Non dire falsa testimonianza26

Nelle sue relazioni con gli altri, il cristiano è esortato a non falsare la verità né con le parole né con le azioni. Il farlo significherebbe rifiutare un cammino di rettitudine morale, nel quale deve inserirsi chiunque voglia seguire Gesù, «via, verità e vita» (Gv 14,6). Nella Lettera agli Efesini leggiamo: «Dovete rinnovarvi nello spirito della vostra mente e rivestire l'uomo nuovo, creato secondo Dio nella giustizia e nella santità vera. Perciò bando alla menzogna: dite ciascuno la verità al proprio prossimo; perchè siamo membra gli uni degli altri» (Ef 4,23-25).

La menzogna, che - come scrive sant' Agostino - consiste «nel dire il falso con l'intenzione di ingannare»27, era stata stigmatizzata da Gesù come un'azione diabolica: «Voi (...) avete per padre il diavolo (...) non vi è verità in lui. Quando dice il falso, parla del suo, perché è menzognero e padre della menzogna» (Gv 8,44).

Ovviamente «la gravità della menzogna si commisura alla natura della verità che essa deforma, alle circostanze, alle intenzioni del mentitore, ai danni subiti da coloro che ne sono le vittime. Se la menzogna, in sé, non costituisce che un peccato veniale, diventa mortale quando lede in modo grave le virtù della giustizia e della carità»28.

Le offese alla verità vanno dalla falsa testimonianza resa pubblicamente (la quale diventa spergiuro se fatta sotto giuramento) al disprezzo della reputazione altrui; dal giudizio temerario29 (un giudizio, cioè, che, senza un sufficiente fondamento, attribuisce al prossimo una colpa morale) alla maldicenza (=il rivelare i difetti o le mancanze altrui a terze persone che li ignorano) e alla calunnia (=il nuocere alla reputazione del prossimo con affermazioni non veritiere, che causano erronei giudizi su di lui).

Sono considerate offese alla verità, e quindi da bandire, anche la lusinga e l'adulazione o la compiacenza, che incoraggiano e confermano «altri nella malizia dei loro atti e nella perversità della loro condotta. L'adulazione è una colpa grave se si fa complice di vizi o di peccati gravi. Il desiderio di rendersi utile o l'amicizia non giustificano una doppiezza del linguaggio. L'adulazione è un peccato veniale quando nasce soltanto dal desiderio di riuscire piacevole, evitare un male, far fronte ad una necessità, conseguire vantaggi leciti»30.

Nel suo significato più profondo la menzogna è una profanazione della parola, la cui funzione è quella di comunicare agli altri la verità. Storpiare intenzionalmente quest'ultima e il contraffarla non solo mina alla radice il significato primo della parola - quello, appunto, di strumento per instaurare una relazione veritiera con il prossimo -, ma impedisce anche a colui col quale si entra in relazione di esercitare il suo diritto di conoscere la verità. Privato di questa conoscenza, infatti, egli è impossibilitato a formulare giudizi e decisioni rispondenti al vero. Con l'affermare cose contrarie alla verità si contravviene dunque sia alla giustizia che alla carità, e si minano le basi delle relazioni interpersonali che dovrebbero essere improntate a onestà e fiducia. Non va dimenticato, infine, che il non dire la verità non riguarda solo il modo sbagliato con cui ci si pone davanti al prossimo, ma chiama in causa anche il rapporto con Dio. Infatti, «ferendo il rapporto dell'uomo con la verità e con il suo prossimo, la menzogna offende la relazione fondamenta le dell'uomo e della sua parola con il Signore»31.

Consegne |
A: Trascrivi il passo del testo sulla falsa testimonianza che parte da «Le offese alla» e arriva a «su di lui).».
B: Elenca tutti i fattori che, secondo il testo sulla falsa testimonianza, determinano la gravità della menzogna.

[Estratti di dati]

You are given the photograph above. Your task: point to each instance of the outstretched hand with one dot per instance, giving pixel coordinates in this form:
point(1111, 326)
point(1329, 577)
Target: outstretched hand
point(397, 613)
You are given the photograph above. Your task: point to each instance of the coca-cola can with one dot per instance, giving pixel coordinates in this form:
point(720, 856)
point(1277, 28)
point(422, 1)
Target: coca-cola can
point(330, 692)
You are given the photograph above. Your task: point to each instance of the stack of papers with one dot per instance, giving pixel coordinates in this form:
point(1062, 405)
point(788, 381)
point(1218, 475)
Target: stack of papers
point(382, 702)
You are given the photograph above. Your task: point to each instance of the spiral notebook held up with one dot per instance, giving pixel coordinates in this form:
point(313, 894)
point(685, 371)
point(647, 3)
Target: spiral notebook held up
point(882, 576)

Soluzioni |
A:
Le offese alla verità vanno dalla falsa testimonianza resa pubblicamente (la quale diventa spergiuro se fatta sotto giuramento) al disprezzo della reputazione altrui; dal giudizio temerario29 (un giudizio, cioè, che, senza un sufficiente fondamento, attribuisce al prossimo una colpa morale) alla maldicenza (=il rivelare i difetti o le mancanze altrui a terze persone che li ignorano) e alla calunnia (=il nuocere alla reputazione del prossimo con affermazioni non veritiere, che causano erronei giudizi su di lui).

B:
- la natura della verità che la menzogna deforma
- le circostanze
- le intenzioni del mentitore
- i danni subiti da coloro che ne sono le vittime